## Given task
Rewrite the records as a numbered list, from the line containing "Task: tag the wispy" up to and including the line containing "x=781, y=577", leaving out any blank lines.

[Begin Data extract]

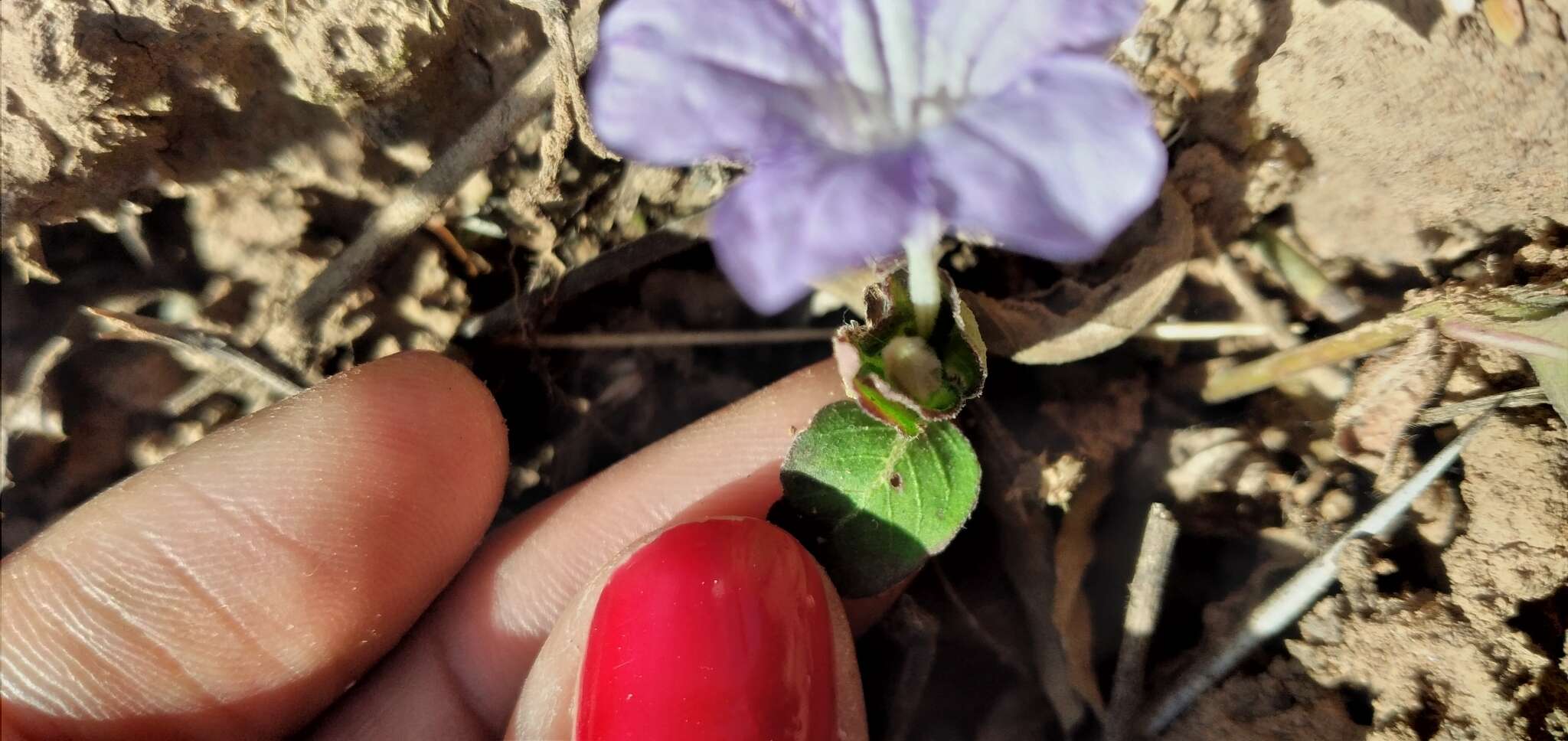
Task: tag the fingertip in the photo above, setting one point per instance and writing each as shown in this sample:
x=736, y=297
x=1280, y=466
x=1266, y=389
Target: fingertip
x=438, y=405
x=245, y=580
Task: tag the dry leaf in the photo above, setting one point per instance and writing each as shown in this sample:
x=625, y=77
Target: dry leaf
x=1101, y=426
x=1506, y=19
x=1207, y=461
x=1104, y=315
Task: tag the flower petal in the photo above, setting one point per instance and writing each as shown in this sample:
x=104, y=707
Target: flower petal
x=978, y=47
x=794, y=221
x=682, y=80
x=1056, y=165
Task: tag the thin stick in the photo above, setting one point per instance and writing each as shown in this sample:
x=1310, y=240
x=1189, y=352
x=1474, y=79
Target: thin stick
x=695, y=339
x=30, y=384
x=129, y=326
x=1137, y=625
x=1280, y=250
x=1506, y=400
x=668, y=240
x=1203, y=331
x=413, y=204
x=1351, y=344
x=1302, y=591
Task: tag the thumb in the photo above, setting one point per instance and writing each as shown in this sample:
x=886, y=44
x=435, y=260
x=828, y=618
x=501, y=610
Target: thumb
x=712, y=628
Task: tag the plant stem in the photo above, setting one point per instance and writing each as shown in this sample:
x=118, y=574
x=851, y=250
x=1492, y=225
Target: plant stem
x=926, y=284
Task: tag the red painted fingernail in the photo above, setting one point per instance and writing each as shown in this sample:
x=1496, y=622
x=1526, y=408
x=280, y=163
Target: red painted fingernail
x=717, y=628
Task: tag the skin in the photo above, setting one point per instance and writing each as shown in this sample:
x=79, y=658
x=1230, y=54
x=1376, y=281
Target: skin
x=323, y=566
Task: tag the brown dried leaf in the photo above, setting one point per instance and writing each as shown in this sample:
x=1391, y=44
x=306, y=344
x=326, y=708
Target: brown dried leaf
x=1102, y=315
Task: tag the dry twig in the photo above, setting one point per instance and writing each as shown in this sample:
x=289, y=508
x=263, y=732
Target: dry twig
x=131, y=326
x=1292, y=599
x=695, y=339
x=1506, y=400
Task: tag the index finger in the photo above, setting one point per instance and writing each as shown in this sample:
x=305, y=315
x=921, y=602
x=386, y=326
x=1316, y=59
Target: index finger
x=463, y=666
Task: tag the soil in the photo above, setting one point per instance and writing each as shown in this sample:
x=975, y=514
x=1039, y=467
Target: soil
x=193, y=165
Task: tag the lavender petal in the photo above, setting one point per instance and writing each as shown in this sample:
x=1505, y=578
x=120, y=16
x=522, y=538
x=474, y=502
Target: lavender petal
x=1054, y=165
x=805, y=218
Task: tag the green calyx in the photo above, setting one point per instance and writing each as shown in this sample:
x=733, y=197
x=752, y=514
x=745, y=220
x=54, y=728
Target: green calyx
x=902, y=378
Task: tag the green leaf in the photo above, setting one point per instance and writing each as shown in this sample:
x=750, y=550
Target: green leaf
x=872, y=503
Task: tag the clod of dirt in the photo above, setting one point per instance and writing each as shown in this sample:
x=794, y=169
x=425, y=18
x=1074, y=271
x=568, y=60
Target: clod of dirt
x=1429, y=671
x=1419, y=122
x=1382, y=122
x=1517, y=544
x=104, y=99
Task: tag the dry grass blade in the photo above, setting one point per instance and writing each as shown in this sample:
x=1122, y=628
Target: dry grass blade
x=1506, y=400
x=518, y=312
x=28, y=395
x=1292, y=599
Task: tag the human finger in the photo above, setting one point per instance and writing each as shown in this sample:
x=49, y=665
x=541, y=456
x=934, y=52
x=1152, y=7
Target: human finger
x=712, y=628
x=239, y=586
x=485, y=632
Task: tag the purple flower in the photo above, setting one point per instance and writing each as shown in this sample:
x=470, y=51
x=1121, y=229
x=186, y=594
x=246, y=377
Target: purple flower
x=872, y=124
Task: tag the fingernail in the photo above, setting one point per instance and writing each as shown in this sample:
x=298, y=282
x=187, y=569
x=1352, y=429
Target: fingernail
x=715, y=628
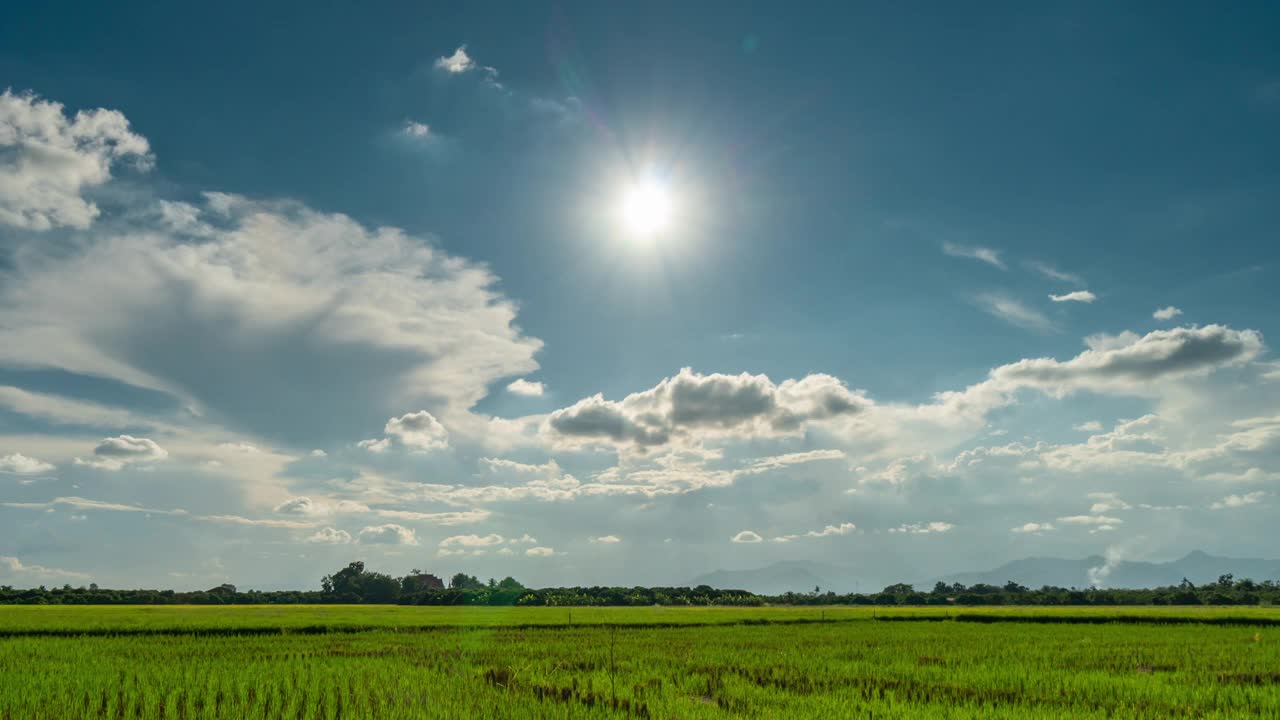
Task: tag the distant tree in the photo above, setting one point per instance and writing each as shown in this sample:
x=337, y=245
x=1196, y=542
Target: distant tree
x=464, y=582
x=346, y=580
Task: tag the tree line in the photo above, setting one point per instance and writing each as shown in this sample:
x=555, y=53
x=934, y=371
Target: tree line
x=357, y=584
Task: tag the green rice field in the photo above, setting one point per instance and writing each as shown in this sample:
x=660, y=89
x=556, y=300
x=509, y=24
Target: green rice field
x=384, y=661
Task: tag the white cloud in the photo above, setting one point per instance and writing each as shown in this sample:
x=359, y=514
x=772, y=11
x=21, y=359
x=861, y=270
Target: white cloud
x=1238, y=500
x=1034, y=528
x=974, y=253
x=830, y=531
x=780, y=461
x=82, y=504
x=457, y=63
x=471, y=541
x=1075, y=296
x=13, y=566
x=67, y=411
x=255, y=522
x=1096, y=523
x=1014, y=311
x=22, y=465
x=375, y=446
x=525, y=388
x=1121, y=364
x=417, y=431
x=282, y=294
x=1107, y=502
x=117, y=452
x=387, y=534
x=301, y=506
x=330, y=536
x=48, y=160
x=447, y=519
x=923, y=528
x=693, y=404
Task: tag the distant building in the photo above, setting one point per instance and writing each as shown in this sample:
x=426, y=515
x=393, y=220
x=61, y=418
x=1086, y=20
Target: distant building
x=423, y=582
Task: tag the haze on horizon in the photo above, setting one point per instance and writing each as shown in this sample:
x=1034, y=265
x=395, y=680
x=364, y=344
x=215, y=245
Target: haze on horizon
x=584, y=296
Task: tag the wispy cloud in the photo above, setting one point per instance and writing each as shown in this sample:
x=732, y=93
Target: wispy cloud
x=1078, y=296
x=974, y=253
x=1014, y=313
x=1054, y=273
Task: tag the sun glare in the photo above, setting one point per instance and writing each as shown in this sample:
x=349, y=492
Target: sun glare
x=647, y=209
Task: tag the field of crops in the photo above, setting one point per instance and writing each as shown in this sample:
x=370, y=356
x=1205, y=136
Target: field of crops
x=635, y=662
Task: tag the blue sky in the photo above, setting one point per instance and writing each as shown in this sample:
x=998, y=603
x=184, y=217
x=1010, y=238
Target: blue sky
x=266, y=276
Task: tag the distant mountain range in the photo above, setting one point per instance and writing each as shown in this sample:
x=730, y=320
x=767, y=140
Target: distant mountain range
x=1196, y=566
x=781, y=577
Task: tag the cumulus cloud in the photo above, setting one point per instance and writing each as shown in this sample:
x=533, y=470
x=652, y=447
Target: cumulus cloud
x=923, y=528
x=330, y=536
x=1077, y=296
x=480, y=545
x=417, y=431
x=387, y=534
x=974, y=253
x=117, y=452
x=416, y=130
x=1127, y=360
x=19, y=464
x=526, y=388
x=472, y=541
x=1014, y=311
x=830, y=531
x=277, y=306
x=1034, y=528
x=301, y=506
x=1096, y=523
x=1124, y=364
x=693, y=404
x=1107, y=502
x=48, y=160
x=447, y=519
x=456, y=63
x=1238, y=500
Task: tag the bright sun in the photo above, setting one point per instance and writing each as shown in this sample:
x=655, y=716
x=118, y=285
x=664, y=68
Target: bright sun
x=647, y=209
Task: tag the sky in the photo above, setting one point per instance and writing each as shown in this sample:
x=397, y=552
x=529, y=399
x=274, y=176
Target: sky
x=624, y=294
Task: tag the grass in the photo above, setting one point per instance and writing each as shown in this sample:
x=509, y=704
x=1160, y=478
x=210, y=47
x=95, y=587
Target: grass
x=635, y=662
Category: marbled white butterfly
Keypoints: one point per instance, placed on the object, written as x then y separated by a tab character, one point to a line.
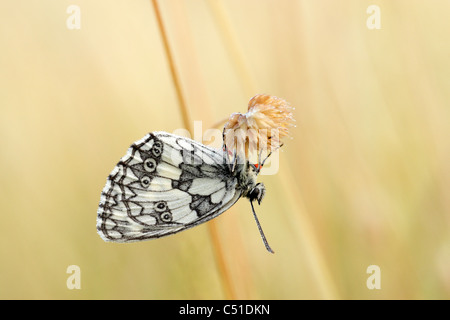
167	183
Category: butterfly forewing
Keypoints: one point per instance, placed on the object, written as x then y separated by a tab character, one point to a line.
164	184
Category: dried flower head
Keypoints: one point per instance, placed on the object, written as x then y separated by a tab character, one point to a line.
261	129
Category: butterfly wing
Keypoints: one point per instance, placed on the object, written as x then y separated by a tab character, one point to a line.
164	184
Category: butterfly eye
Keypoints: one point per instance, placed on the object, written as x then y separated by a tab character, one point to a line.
150	165
161	206
166	217
145	181
156	151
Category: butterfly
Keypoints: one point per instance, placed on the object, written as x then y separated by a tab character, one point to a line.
167	183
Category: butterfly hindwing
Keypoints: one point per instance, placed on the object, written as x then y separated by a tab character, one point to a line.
164	184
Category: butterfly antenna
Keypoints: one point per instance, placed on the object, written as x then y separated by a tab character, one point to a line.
261	164
263	237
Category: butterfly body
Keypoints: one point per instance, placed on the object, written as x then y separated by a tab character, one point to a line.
167	183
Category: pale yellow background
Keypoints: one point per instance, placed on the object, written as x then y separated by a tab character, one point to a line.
365	179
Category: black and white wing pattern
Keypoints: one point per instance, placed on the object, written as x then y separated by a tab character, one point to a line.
164	184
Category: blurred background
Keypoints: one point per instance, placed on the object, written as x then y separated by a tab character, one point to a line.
364	181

[End Data extract]

## Output
1. Task: tag the wispy cloud in the photo above, setting one point per instance and writing each as shown in this sample:
2. x=732, y=93
3. Target: wispy cloud
4. x=1078, y=296
5. x=974, y=253
6. x=1014, y=313
7. x=1054, y=273
8. Task: tag the sun glare in the photo above, setting one point per instance and writing each as shown in this sample:
9. x=349, y=492
10. Target: sun glare
11. x=647, y=209
12. Task: tag the field of crops in the photo above, setting one point per instance and writing each as shown in this sample:
13. x=370, y=356
14. x=1205, y=136
15. Target: field of crops
16. x=635, y=662
17. Task: tag the blue sky in the photo above, setting one point per instance and writing each as shown in this sample:
18. x=998, y=603
19. x=184, y=217
20. x=1010, y=238
21. Target: blue sky
22. x=266, y=276
23. Task: tag the distant mountain range in the photo above, setting one point per instance and writing each as shown in this sample:
24. x=730, y=320
25. x=767, y=140
26. Target: distant mountain range
27. x=1196, y=566
28. x=781, y=577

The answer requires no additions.